Exercise goal
Please return every line below that contains the word "jacket", matching its uppercase and lowercase letters exactly.
begin Data provided
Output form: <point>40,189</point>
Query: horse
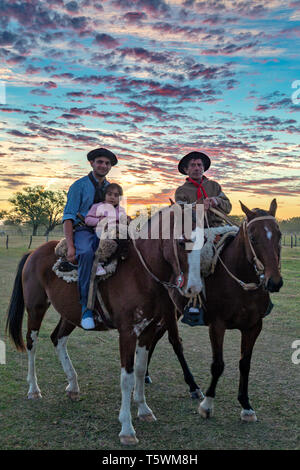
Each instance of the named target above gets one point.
<point>235,300</point>
<point>136,296</point>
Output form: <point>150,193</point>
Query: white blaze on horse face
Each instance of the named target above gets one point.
<point>194,284</point>
<point>269,233</point>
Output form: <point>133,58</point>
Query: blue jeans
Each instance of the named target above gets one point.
<point>86,243</point>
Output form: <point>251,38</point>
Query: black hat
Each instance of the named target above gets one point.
<point>193,156</point>
<point>102,153</point>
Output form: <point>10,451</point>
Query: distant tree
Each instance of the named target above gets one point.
<point>36,206</point>
<point>3,214</point>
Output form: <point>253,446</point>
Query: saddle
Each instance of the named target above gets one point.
<point>113,247</point>
<point>215,239</point>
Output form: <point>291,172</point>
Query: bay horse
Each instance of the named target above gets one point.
<point>136,297</point>
<point>237,297</point>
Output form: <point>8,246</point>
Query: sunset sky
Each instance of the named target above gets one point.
<point>152,80</point>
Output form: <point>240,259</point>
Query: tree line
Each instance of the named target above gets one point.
<point>35,206</point>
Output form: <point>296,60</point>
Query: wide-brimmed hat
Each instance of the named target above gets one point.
<point>193,156</point>
<point>102,153</point>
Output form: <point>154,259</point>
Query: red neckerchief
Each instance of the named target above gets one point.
<point>200,190</point>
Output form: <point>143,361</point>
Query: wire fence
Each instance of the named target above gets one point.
<point>26,241</point>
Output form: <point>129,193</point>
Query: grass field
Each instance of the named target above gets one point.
<point>92,423</point>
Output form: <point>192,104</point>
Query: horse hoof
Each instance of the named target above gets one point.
<point>74,396</point>
<point>206,408</point>
<point>248,416</point>
<point>196,394</point>
<point>128,440</point>
<point>149,418</point>
<point>34,396</point>
<point>205,413</point>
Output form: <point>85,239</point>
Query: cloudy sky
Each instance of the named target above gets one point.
<point>152,80</point>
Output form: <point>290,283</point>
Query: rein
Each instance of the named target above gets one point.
<point>166,284</point>
<point>258,265</point>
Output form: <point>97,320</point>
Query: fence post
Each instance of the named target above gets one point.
<point>30,242</point>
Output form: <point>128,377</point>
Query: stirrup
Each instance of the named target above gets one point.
<point>193,315</point>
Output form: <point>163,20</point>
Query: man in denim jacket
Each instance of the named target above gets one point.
<point>81,241</point>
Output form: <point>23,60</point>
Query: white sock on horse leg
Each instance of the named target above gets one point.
<point>140,367</point>
<point>67,365</point>
<point>127,384</point>
<point>34,390</point>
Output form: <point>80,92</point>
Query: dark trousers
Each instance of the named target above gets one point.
<point>86,243</point>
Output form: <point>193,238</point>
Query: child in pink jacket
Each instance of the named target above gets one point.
<point>110,209</point>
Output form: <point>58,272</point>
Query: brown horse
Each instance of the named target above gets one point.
<point>237,297</point>
<point>136,297</point>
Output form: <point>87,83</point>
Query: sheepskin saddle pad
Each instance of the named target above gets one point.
<point>215,239</point>
<point>104,254</point>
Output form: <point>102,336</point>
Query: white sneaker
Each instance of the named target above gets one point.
<point>100,270</point>
<point>88,323</point>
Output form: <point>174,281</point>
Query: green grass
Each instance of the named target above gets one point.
<point>92,423</point>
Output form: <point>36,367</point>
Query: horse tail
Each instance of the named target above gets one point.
<point>16,309</point>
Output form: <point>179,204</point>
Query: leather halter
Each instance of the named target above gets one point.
<point>258,265</point>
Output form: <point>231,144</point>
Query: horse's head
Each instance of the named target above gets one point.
<point>181,249</point>
<point>262,243</point>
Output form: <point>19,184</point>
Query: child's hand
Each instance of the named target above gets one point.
<point>71,256</point>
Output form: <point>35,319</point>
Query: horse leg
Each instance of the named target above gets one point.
<point>157,336</point>
<point>216,333</point>
<point>59,338</point>
<point>176,343</point>
<point>248,340</point>
<point>36,314</point>
<point>127,342</point>
<point>144,412</point>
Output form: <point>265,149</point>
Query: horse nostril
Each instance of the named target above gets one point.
<point>273,286</point>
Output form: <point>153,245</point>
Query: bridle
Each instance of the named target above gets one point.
<point>258,265</point>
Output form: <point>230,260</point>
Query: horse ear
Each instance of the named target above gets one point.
<point>247,211</point>
<point>273,207</point>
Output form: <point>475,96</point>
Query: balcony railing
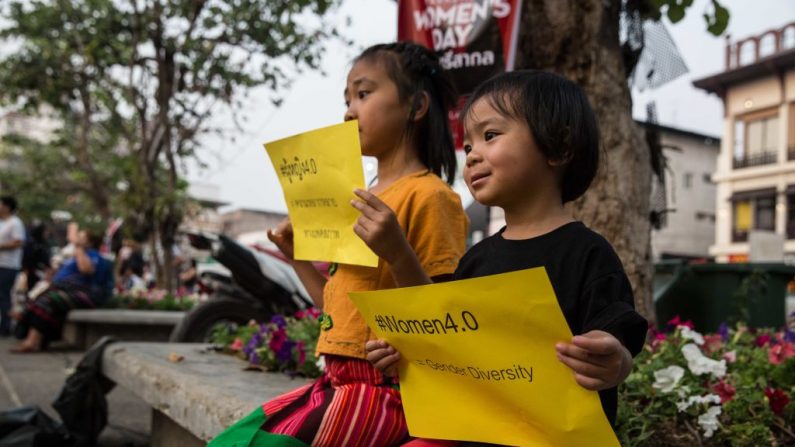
end Data provided
Solution to this exercise
Query: man in denim jacket
Query: child in pink jacket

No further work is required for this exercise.